** Begin Given records **

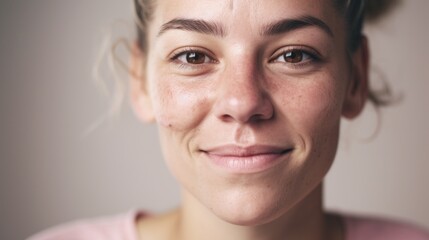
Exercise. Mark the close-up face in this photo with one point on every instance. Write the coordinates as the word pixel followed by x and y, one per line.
pixel 248 97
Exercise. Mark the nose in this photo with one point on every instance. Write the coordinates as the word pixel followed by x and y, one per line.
pixel 241 96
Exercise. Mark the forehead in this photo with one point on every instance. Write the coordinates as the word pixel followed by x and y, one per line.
pixel 247 15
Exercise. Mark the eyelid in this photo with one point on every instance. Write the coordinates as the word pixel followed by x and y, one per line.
pixel 315 55
pixel 183 50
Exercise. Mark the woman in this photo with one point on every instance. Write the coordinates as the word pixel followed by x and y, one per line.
pixel 248 97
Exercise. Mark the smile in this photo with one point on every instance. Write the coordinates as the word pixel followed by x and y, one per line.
pixel 252 159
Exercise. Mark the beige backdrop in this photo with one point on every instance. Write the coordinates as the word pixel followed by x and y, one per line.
pixel 52 171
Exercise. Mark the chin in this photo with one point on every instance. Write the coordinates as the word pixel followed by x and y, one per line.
pixel 250 210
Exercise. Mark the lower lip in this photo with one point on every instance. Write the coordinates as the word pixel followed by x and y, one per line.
pixel 247 164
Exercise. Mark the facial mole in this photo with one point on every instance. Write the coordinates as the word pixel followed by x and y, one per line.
pixel 244 135
pixel 231 5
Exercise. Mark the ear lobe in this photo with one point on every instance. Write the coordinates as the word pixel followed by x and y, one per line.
pixel 139 96
pixel 357 90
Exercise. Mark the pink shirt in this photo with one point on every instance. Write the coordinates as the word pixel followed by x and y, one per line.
pixel 122 227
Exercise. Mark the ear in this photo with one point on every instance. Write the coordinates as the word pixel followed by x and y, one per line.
pixel 140 99
pixel 357 89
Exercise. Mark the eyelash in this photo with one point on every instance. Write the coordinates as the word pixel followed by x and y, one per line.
pixel 183 53
pixel 311 56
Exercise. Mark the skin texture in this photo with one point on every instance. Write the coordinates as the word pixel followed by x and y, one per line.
pixel 243 94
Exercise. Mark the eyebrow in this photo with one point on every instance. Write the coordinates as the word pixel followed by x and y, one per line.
pixel 287 25
pixel 275 28
pixel 193 25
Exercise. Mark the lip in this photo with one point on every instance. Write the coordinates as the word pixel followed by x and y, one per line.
pixel 249 159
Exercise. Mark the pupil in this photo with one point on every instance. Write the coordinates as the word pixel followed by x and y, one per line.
pixel 195 58
pixel 293 56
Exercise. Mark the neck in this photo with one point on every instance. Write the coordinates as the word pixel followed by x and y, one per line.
pixel 304 221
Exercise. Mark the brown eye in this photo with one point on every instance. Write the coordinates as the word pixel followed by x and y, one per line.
pixel 294 56
pixel 195 58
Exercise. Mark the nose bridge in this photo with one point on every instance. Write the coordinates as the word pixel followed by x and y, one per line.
pixel 242 96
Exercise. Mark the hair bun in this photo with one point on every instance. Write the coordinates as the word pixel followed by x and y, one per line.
pixel 376 9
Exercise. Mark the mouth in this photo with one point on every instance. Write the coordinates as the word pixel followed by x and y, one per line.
pixel 252 159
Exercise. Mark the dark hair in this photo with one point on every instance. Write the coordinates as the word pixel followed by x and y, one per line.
pixel 355 13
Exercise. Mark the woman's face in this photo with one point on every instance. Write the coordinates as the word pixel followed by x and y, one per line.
pixel 248 97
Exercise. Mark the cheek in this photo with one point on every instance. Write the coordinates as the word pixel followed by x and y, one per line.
pixel 176 107
pixel 313 106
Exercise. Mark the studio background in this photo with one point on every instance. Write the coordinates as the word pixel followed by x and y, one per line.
pixel 54 168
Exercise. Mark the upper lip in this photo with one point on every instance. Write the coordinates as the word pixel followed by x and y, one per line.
pixel 245 151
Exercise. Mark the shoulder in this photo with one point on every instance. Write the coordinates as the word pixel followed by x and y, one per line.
pixel 371 228
pixel 120 227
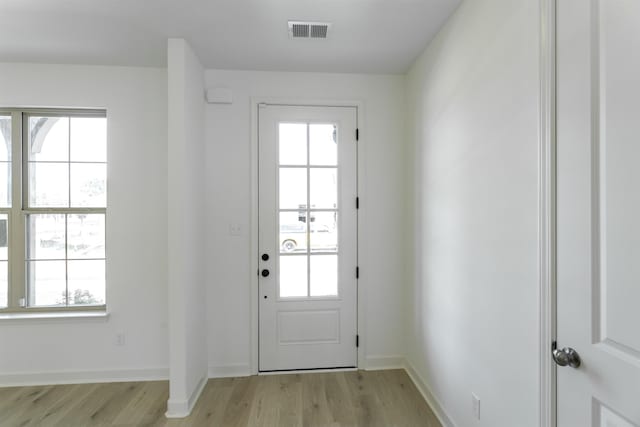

** End Given records **

> [Set exercise]: How many lines in the rows above contain the word "face"? Reply with the number alone.

> [Result below]: 2